▸ Tugas Anda
Ubah semua butir di bawah ini menjadi CSV dua kolom bernama teks dan jawaban, dengan satu baris untuk setiap butir. Letakkan masing-masing nilai dalam satu kolom berkutip, dan ganti setiap jeda baris dengan spasi.

......

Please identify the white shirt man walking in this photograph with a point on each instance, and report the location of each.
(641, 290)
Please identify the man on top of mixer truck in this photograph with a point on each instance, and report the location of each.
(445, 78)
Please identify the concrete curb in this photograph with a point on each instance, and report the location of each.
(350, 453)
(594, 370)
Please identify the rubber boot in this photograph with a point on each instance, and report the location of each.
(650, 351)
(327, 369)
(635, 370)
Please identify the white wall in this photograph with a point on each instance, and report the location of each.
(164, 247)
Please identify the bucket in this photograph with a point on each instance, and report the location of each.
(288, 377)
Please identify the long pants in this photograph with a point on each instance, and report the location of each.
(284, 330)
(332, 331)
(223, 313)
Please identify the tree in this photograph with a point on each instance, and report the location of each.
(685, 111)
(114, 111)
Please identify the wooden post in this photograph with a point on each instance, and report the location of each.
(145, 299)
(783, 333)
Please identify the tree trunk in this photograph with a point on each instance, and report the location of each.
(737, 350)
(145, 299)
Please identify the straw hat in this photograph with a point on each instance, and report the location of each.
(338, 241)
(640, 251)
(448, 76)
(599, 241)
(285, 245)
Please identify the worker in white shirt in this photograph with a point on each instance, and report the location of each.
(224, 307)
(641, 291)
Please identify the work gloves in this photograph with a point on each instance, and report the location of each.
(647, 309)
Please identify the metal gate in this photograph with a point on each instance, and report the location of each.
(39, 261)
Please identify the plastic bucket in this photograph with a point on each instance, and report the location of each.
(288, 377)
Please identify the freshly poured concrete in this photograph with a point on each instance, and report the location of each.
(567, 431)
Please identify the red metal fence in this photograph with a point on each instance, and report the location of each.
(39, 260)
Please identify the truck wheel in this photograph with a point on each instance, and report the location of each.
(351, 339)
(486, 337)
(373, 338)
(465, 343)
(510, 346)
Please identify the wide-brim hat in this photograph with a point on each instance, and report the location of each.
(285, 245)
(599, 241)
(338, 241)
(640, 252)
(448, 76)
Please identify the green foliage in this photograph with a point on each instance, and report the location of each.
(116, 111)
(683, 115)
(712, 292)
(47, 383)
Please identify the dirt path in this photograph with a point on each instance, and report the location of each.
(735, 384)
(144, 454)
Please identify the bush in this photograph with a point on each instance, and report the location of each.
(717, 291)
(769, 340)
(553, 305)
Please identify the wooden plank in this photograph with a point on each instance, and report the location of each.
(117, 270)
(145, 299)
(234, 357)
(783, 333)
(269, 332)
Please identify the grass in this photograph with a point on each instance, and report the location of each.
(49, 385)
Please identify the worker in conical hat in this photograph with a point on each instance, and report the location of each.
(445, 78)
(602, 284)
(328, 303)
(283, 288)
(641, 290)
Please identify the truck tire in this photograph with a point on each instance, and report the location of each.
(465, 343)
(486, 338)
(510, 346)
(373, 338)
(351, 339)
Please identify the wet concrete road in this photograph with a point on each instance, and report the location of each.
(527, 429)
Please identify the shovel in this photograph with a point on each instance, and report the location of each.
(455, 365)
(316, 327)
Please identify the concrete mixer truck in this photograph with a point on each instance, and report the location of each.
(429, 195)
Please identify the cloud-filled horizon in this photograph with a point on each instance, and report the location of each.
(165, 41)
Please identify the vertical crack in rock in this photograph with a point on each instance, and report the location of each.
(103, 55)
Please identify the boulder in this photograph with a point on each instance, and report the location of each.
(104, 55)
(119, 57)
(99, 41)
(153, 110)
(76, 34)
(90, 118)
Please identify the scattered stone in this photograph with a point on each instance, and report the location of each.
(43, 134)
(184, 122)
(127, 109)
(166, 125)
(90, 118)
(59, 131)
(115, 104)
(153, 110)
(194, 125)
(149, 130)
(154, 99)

......

▸ Jawaban Tugas
teks,jawaban
"Please identify the white shirt man walking in this photograph with a point on each instance, and report the location of each.","(641, 290)"
"Please identify the man on top of mixer truck in this photograph with a point on each instance, and report the location of each.","(445, 78)"
"Please identify the concrete curb in this photograph with a point on each instance, and report the location of each.","(350, 453) (594, 370)"
"Please identify the rubber boot in this photograph with a point on each instance, and report the location of each.","(650, 351) (327, 369) (635, 370)"
"Please identify the white wall in this photograph with a point on each instance, and report the location of each.","(164, 247)"
"Please identify the bucket in this photograph with a point on each instance, and report the location of each.","(288, 377)"
"Please identify the long pants in this photograph with a point on each instance, and report the location of each.","(284, 330) (332, 331) (223, 313)"
"Please identify the tree in this photograph with a point on each instance, and report the location of each.","(685, 111) (114, 111)"
"Please identify the wooden post in this photograph with a point on each instance, and report the location of each.","(145, 299) (783, 333)"
"Please identify the tree trunk in this photograph with a point on each instance, and report the location of each.","(737, 350) (145, 299)"
"Please identify the straw hat in this photograph with a point on each instance, and report the location of each.","(338, 241) (640, 251) (448, 76) (599, 241) (285, 245)"
"Please identify the worker in white shirt in this photograph with a point on each instance, and report the location of each.","(224, 307) (641, 291)"
"Please identify the work gloves in this photograph with a point on each instance, and report the location of each.","(647, 309)"
"Please identify the metal gate in this photograph with a point on each instance, and report the location of each.","(39, 261)"
"Please identify the plastic bucket in this photograph with a point on each instance, and report the location of each.","(288, 377)"
"Please identify the freshly poured concrete in this photograph with a point on each instance, and report the location of each.","(567, 431)"
"Please identify the red metal fence in this photograph with a point on each instance, and report the location of each.","(39, 260)"
"Please identify the truck wheel in this photograph with a point on each instance, and report the location of each.","(351, 339) (486, 337) (373, 338) (465, 343) (510, 346)"
"Please identify the wide-brim hat in this photograph with a point on each instance, and report the location of each.","(285, 245) (599, 241) (338, 241) (640, 252) (448, 76)"
"Please identify the green foliage in this photograph with a point on each instance, and report the location of each.","(116, 111) (683, 115) (712, 292) (47, 383)"
"Please identify the dirt path in this photograph with a point on each instance, and report the location of each.","(735, 384) (144, 454)"
"Please identify the bush in this photograph with a point on each instance, and report the location of each.","(717, 291) (769, 340) (553, 305)"
"Please identify the wooden plank in this photograph with a point on each instance, and report the location of each.","(117, 270) (145, 299) (234, 357) (783, 333) (269, 332)"
"Please identify the grass in this photograph with a point on each instance, and report the location of each.","(49, 385)"
"Please identify the worker in conical hat in this photograph with a point on each instance, and report the location of each.","(445, 78) (602, 284) (328, 303) (283, 288) (641, 290)"
"Please identify the truck tire in this photograph with a point on each instance, and report the location of each.","(465, 343) (486, 338) (510, 346) (373, 338) (351, 339)"
"Please identify the wet concrete road in this photograph with a point on each instance, and report the location of each.","(527, 429)"
"Please identify the shovel in this photograph with a point on each instance, and report the location of each.","(455, 365) (316, 327)"
"Please identify the concrete mixer truck in this photograph with a point on each instance, and report the location of each.","(429, 195)"
"Please identify the cloud-filled horizon in this photograph with a point on each instance, and report the location of each.","(165, 41)"
"Please identify the vertical crack in rock in this photograph with a point on each instance, and report the location of each.","(103, 55)"
"Please identify the boulder in this photograph with a point on each instance, and report the location of each.","(104, 55) (119, 57) (99, 41) (153, 110) (76, 34) (90, 118)"
"Please identify the scattered stone in this photograph with a point on each instance, and report the location of each.","(43, 134) (184, 122) (127, 109) (166, 125) (90, 118) (59, 131) (115, 104) (153, 110) (194, 125) (149, 130) (154, 99)"